* Requirement
Please continue the Snowflake setup guide for K below, picking up right after its final sentence.

* Text block
--------

This page will guide you through the setup of Snowflake in K using the direct connect method.
Integration details
|
Scope |
Included |
Comments |
|---|---|---|
|
Metadata |
YES |
See below for known limitations |
|
Lineage |
YES |
|
|
Usage |
YES |
|
|
Sensitive Data Scanner |
YES |
|
Known limitations
-
Streams & Tasks are not currently included in the metadata extracted from Snowflake. Currently under review.
-
Access roles only consider grants to users. Access roles do not consider grants to other roles.
Step 1) Establish Snowflake Access
K only needs access to metadata tables in Snowflake. These tables are stored in the "Snowflake" database. You do not need to provide K access to any data stored in your Snowflake database.

--------

* Extracted data
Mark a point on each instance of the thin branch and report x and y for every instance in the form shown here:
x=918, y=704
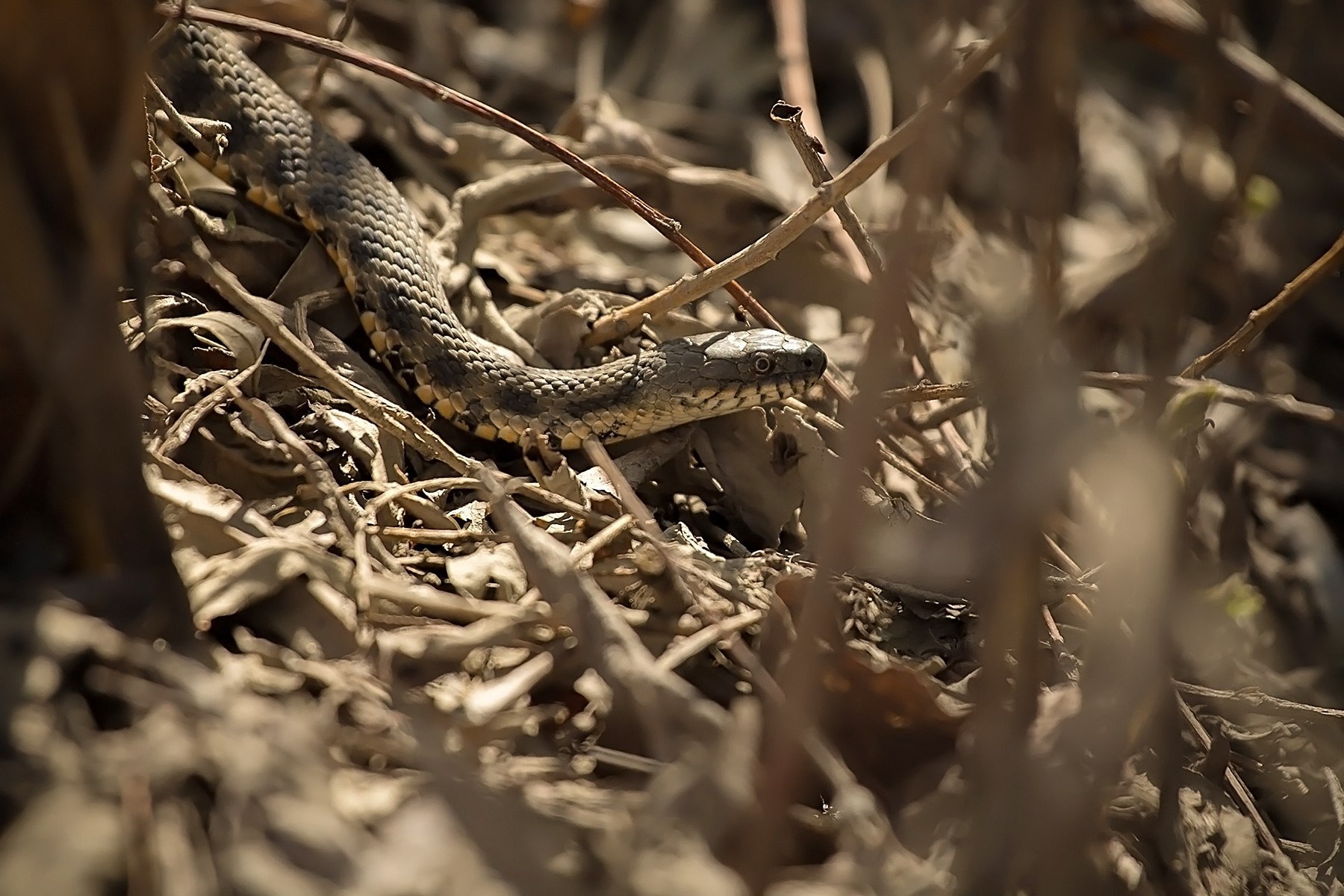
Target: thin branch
x=823, y=200
x=1268, y=314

--------

* Exercise response
Create a Snowflake user with read access to the following views in the Snowflake database:
-
account_usage.history
-
account_usage.views
-
account_usage.tables
-
account_usage.columns
-
account_usage.copy_history
-
account_usage.grants_to_roles
-
account_usage.grants_to_users
-
account_usage.schemata
-
account_usage.databases
-
account_usage.policy_references
Ability to run:
-
SHOW STREAMS IN ACCOUNT
-
SHOW PRIMARY KEYS IN ACCOUNT
There are 2 options to create this user. Pick one approach that best suits your needs.
Option 1: Creating a user with access to Snowflake Account Usage Schema
To create a user with general access to metadata available in Snowflake Account Usage schema:
--Log in with a user that has the permissions to create a role/user
--Create a new role for the Catalog user
Create role CATALOG_READ_ONLY;
--Grant the role access to the Account usage schema
grant imported privileges on database Snowflake to CATALOG_READ_ONLY;
grant select on all tables in schema SNOWFLAKE.ACCOUNT_USAGE to CATALOG_READ_ONLY;
grant monitor on account to role CATALOG_READ_ONLY;
--Create a new user for K and grant it the role (remove the [])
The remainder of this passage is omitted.